• **Task to carry out**
Can you turn all of the entries into a Markdown table with a Row column for the number and a Line column for the text, leaving out any blank lines?

(Data items)
○ ○ ○ ○ ○

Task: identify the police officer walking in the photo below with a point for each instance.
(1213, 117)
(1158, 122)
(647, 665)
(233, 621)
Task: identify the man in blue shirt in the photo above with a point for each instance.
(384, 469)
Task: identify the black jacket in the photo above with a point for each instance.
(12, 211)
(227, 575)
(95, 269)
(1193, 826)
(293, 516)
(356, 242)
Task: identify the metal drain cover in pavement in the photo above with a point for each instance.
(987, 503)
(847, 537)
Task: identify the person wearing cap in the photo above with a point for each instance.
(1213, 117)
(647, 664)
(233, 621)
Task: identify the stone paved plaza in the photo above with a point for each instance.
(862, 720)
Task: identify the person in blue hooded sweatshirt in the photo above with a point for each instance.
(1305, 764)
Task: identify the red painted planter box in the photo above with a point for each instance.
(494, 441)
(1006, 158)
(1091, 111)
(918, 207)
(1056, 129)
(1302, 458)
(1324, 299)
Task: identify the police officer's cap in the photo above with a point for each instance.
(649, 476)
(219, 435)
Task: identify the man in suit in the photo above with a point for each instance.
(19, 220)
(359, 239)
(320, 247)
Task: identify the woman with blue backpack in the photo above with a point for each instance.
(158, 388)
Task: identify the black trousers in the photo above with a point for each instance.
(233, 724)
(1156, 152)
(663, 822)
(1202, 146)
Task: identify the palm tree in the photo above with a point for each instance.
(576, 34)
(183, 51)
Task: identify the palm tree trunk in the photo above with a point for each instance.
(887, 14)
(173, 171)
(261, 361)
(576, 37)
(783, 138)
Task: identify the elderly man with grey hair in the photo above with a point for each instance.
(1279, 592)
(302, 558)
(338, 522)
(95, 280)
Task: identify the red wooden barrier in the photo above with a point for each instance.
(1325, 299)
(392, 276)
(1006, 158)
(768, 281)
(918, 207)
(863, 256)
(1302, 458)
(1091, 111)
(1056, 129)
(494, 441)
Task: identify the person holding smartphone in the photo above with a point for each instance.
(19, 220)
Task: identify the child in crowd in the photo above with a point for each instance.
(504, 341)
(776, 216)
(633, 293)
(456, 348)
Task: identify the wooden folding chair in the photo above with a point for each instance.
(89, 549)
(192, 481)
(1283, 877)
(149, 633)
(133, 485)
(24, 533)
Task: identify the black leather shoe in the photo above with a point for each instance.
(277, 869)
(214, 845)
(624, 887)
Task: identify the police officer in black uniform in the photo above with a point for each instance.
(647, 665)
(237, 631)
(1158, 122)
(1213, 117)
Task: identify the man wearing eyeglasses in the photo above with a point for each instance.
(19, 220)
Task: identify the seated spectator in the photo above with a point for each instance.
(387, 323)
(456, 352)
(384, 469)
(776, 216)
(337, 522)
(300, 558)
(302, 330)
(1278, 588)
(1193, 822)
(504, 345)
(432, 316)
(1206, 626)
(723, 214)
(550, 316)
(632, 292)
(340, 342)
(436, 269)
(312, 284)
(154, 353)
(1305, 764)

○ ○ ○ ○ ○

• **Exercise output**
| Row | Line |
|---|---|
| 1 | Task: identify the police officer walking in the photo below with a point for each instance. |
| 2 | (1213, 117) |
| 3 | (1158, 122) |
| 4 | (647, 665) |
| 5 | (233, 621) |
| 6 | Task: identify the man in blue shirt in the photo above with a point for each instance. |
| 7 | (384, 469) |
| 8 | Task: identify the black jacket in the photo above with a point for each instance. |
| 9 | (12, 211) |
| 10 | (227, 575) |
| 11 | (95, 269) |
| 12 | (1193, 826) |
| 13 | (293, 516) |
| 14 | (356, 242) |
| 15 | Task: identify the metal drain cover in pavement in the photo above with a point for each instance. |
| 16 | (987, 503) |
| 17 | (847, 537) |
| 18 | Task: identify the person wearing cap in the photo above with a point for each instance. |
| 19 | (1213, 117) |
| 20 | (647, 664) |
| 21 | (233, 621) |
| 22 | Task: identify the stone paved plaza in the photo above with a point for each instance. |
| 23 | (862, 720) |
| 24 | Task: identify the person in blue hooded sweatshirt in the photo above with a point for each instance. |
| 25 | (1305, 764) |
| 26 | Task: identify the red painted planter box in the photo above with a point for each instance. |
| 27 | (494, 441) |
| 28 | (1006, 158) |
| 29 | (1091, 111) |
| 30 | (918, 207) |
| 31 | (1056, 129) |
| 32 | (1302, 458) |
| 33 | (1324, 299) |
| 34 | Task: identify the police officer's cap in the photo above with a point for each instance. |
| 35 | (649, 476) |
| 36 | (219, 435) |
| 37 | Task: identify the man in suit in the photo above with a point for each instance. |
| 38 | (19, 220) |
| 39 | (359, 239) |
| 40 | (320, 247) |
| 41 | Task: identify the woman with blue backpack in the photo above with a point for each instance. |
| 42 | (158, 388) |
| 43 | Task: identify the black trousers in the photo above with a point for each instance. |
| 44 | (233, 724) |
| 45 | (1156, 152) |
| 46 | (663, 822) |
| 47 | (1202, 146) |
| 48 | Task: identify the palm tree in the photo above with a point for each instance. |
| 49 | (576, 34) |
| 50 | (183, 51) |
| 51 | Task: identify the palm tree trunk in the photo above with a point for each instance. |
| 52 | (887, 14) |
| 53 | (173, 171) |
| 54 | (261, 361) |
| 55 | (576, 37) |
| 56 | (783, 138) |
| 57 | Task: identify the elderly man with grey hair in the photo above with a point for each instance. |
| 58 | (1279, 592) |
| 59 | (302, 558) |
| 60 | (338, 522) |
| 61 | (95, 280) |
| 62 | Task: identify the red wooden barrier in the photo above with a point for each instance. |
| 63 | (1325, 299) |
| 64 | (392, 276) |
| 65 | (1006, 158) |
| 66 | (768, 281) |
| 67 | (918, 207) |
| 68 | (863, 256) |
| 69 | (1302, 458) |
| 70 | (1091, 111) |
| 71 | (1056, 129) |
| 72 | (494, 441) |
| 73 | Task: identify the person holding smartphone in the photo above with a point for each instance. |
| 74 | (19, 220) |
| 75 | Task: identify the child in crowd in the photo above with a point for each instance. |
| 76 | (504, 341) |
| 77 | (776, 216) |
| 78 | (633, 293) |
| 79 | (456, 348) |
| 80 | Task: identify the wooden folding chair in the photo above with a point for each instance. |
| 81 | (89, 549) |
| 82 | (192, 481) |
| 83 | (1283, 877) |
| 84 | (149, 633) |
| 85 | (133, 485) |
| 86 | (24, 533) |
| 87 | Task: identify the black leather shoe in the photo above with a point for each instance. |
| 88 | (277, 869) |
| 89 | (214, 845) |
| 90 | (624, 887) |
| 91 | Task: identify the police officer in black uniform in the photo above with a point for each instance. |
| 92 | (647, 665) |
| 93 | (237, 631) |
| 94 | (1158, 122) |
| 95 | (1213, 117) |
| 96 | Task: identify the man wearing eyeglasses in the photo above with a point for each instance. |
| 97 | (19, 220) |
| 98 | Task: identify the seated spectator in the photo above with a point for each instance. |
| 99 | (387, 323) |
| 100 | (456, 352) |
| 101 | (384, 469) |
| 102 | (776, 216) |
| 103 | (337, 522) |
| 104 | (300, 558) |
| 105 | (302, 330) |
| 106 | (1278, 588) |
| 107 | (1193, 822) |
| 108 | (504, 345) |
| 109 | (432, 316) |
| 110 | (1206, 626) |
| 111 | (723, 214) |
| 112 | (550, 316) |
| 113 | (632, 292) |
| 114 | (340, 342) |
| 115 | (436, 269) |
| 116 | (312, 284) |
| 117 | (154, 353) |
| 118 | (1305, 764) |